*** PROVIDED RECORDS ***

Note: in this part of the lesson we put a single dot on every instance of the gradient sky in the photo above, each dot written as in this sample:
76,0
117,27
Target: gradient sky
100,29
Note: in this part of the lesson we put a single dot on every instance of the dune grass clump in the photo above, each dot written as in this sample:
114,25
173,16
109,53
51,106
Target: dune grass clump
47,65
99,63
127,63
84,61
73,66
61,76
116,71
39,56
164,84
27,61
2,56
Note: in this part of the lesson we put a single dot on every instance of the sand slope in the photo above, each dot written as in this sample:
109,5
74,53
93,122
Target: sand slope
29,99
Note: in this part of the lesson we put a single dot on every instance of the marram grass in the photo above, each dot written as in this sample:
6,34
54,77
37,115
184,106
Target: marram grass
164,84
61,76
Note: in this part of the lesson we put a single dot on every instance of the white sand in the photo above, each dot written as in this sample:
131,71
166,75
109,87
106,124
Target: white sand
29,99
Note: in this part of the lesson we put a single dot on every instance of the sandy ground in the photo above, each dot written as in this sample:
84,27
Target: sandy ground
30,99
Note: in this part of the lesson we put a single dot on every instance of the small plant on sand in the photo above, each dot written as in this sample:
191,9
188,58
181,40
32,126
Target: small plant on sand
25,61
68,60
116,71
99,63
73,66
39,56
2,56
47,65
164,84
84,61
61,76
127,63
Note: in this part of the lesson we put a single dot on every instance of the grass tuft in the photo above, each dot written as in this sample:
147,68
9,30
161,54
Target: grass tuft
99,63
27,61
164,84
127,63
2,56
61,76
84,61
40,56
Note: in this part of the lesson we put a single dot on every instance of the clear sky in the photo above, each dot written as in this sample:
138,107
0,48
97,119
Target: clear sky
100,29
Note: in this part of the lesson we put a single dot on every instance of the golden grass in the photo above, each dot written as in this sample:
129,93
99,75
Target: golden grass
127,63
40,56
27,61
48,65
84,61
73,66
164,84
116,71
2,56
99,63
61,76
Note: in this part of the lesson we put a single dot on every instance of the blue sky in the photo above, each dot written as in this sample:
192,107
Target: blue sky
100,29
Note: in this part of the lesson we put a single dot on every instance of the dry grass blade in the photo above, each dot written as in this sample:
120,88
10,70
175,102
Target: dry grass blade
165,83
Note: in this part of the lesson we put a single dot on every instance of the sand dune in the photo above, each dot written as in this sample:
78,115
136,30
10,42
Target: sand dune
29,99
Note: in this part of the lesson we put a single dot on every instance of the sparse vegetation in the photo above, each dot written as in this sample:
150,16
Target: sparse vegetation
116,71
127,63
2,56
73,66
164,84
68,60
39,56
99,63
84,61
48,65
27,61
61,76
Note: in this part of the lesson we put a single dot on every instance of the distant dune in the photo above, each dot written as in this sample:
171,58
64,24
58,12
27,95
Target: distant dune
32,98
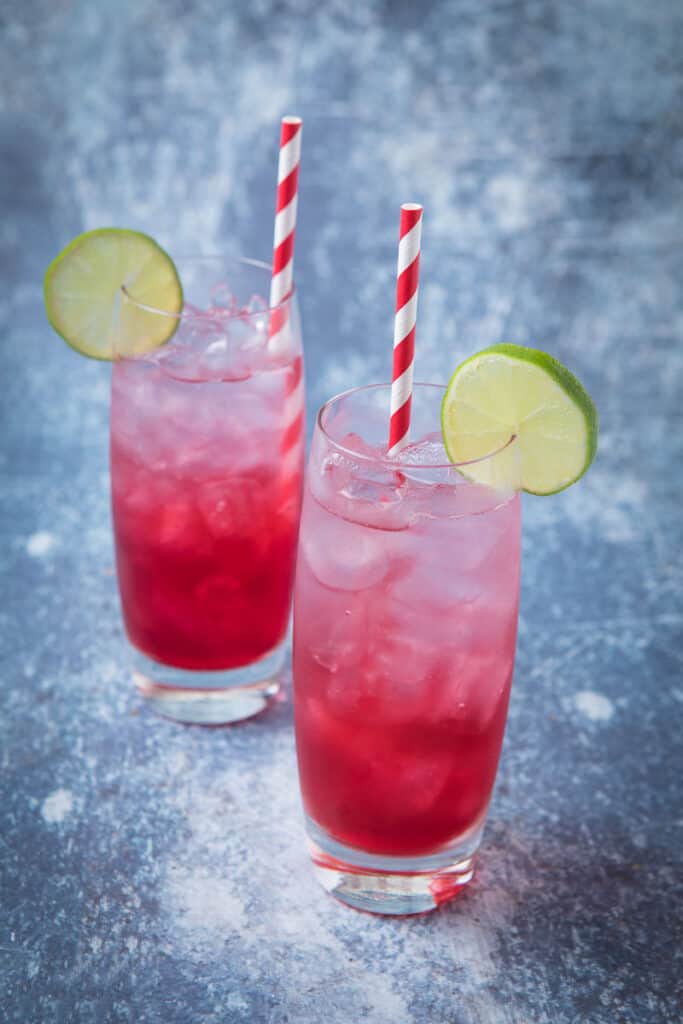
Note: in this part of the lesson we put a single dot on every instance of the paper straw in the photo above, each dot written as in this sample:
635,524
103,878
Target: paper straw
403,329
282,281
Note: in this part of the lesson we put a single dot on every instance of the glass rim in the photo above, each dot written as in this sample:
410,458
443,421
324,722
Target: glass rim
211,258
396,463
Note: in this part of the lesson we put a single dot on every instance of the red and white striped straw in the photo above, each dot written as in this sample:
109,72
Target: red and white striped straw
282,282
403,328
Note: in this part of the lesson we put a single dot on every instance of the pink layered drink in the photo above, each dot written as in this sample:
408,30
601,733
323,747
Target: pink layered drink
406,617
207,451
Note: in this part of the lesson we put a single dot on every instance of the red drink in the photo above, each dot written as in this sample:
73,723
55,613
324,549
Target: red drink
406,616
207,455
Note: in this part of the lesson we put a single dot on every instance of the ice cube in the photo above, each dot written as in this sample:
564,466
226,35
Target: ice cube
256,304
344,556
430,461
223,299
364,493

*** End of PROVIDED RECORDS ***

YOUR TASK: Every line above is to be written out unchanged, with the pictures omitted.

ANSWER AREA:
Note: in this part of the lesson we put a single dot on every instance of the gradient sky in the photo above, each dot written as in this sample:
76,0
117,27
Target: gradient sky
100,29
Note: in this part of the lesson we put a single dot on every instance of the dune grass clump in the photo above, each dot written as in this sample:
114,25
173,16
109,53
51,106
Target: dune grass clump
47,65
99,63
127,63
84,61
73,66
61,76
116,71
39,56
164,84
27,61
2,56
Note: in this part of the lesson we put a single dot on every instance of the sand slope in the photo above, each dot written as in this sample:
109,5
74,53
93,122
Target: sand slope
29,99
Note: in this part of the lesson we put a single dot on every instance of the marram grass in the photo above, each dot written as in this sample:
6,34
54,77
37,115
184,106
Target: marram grass
164,84
61,76
Note: in this part of the lesson we put a single dot on every instance of the white sand in the photo above, each dot written as in this sample:
131,71
166,75
109,87
106,124
Target: white sand
29,99
Note: in this part of the lesson we put a single dot on every instance of the sandy ground in the photo above, each dot written as in this sample:
84,27
Target: sandy ground
30,99
Note: in this part of the lesson we put a single dot on every instance of the small plant on sand in the photo above, each dot written as in this sample:
191,9
188,58
181,40
32,126
Target: small plant on sand
25,61
68,60
116,71
99,63
73,66
39,56
2,56
47,65
164,84
84,61
61,76
127,63
Note: in this part of the lesson we put a single dot on every instance of the grass tuft in the photo above, each dot written as in this sample:
147,68
9,30
161,54
Target: grass tuft
99,63
27,61
164,84
127,63
2,56
61,76
84,61
40,56
Note: in this part of the lesson we put a single dot on every instance of the clear sky in the photo above, each dot written as in this sample:
138,107
0,48
97,119
Target: clear sky
100,29
Note: in this part of the lesson we put a single dot on every instance of the golden grass in the photo above, each dot written as in this sample:
129,93
99,75
Target: golden grass
127,63
40,56
27,61
48,65
84,61
73,66
164,84
116,71
2,56
99,63
61,76
Note: in this part of the lesson we put a single dot on every instance of the blue sky in the photo above, each dot written as in this sample:
192,107
Target: blue sky
100,29
Note: in this part of the lesson we put a single dot on every instance of the dry grass blade in the photo above, each dot written as in this sample:
120,88
10,70
175,102
Target: dry grass blade
165,83
Note: in this part of the lesson we put a single dot on every instance of the sand dune in the photo above, each dot written as in this sample:
78,115
136,30
10,42
Target: sand dune
29,99
Note: in this part of the lesson we put a single dot on every instance of the sparse vegetation in the photo above, each dot written as in this sample:
150,16
Target: sparse vegetation
116,71
127,63
2,56
73,66
164,84
68,60
39,56
99,63
84,61
48,65
27,61
61,76
Note: in this part of the lesson we put a single dot on every instance of the distant dune in the photo above, each dot written as in this sample:
171,58
64,24
58,12
27,95
Target: distant dune
32,98
Note: in this part of the lesson we put a single dot on every instance of the paper straw in the photo above, each dot written as in this sample:
635,524
103,878
Target: paper straw
403,329
282,281
Note: in this part of the lesson we put a single dot on every instance of the glass rim in the photo above, each dot written as in this sample:
410,458
443,421
324,722
Target: glass rim
211,258
396,463
Note: in this part of the lesson we put a single dot on every instance of the red and white striped straw in the photo above, each dot written as in this sample:
109,72
Target: red and white striped straw
282,282
403,328
Note: in this part of the lesson we put a single dot on every instance of the pink layered drink in the photo above, each dot written as in this sample:
408,30
601,733
323,747
Target: pink layered drink
406,617
207,451
Note: in this part of the lesson we put a single dot on every instance of the red drink in the photo above, each dot written as in this sample:
73,723
55,613
324,549
Target: red drink
406,616
207,455
Note: in this part of the lesson we put a single dot on every instance of the ice cube in the photo above, each dot written as in this sample:
564,466
226,35
Target: ice cube
256,304
344,556
430,461
223,299
364,493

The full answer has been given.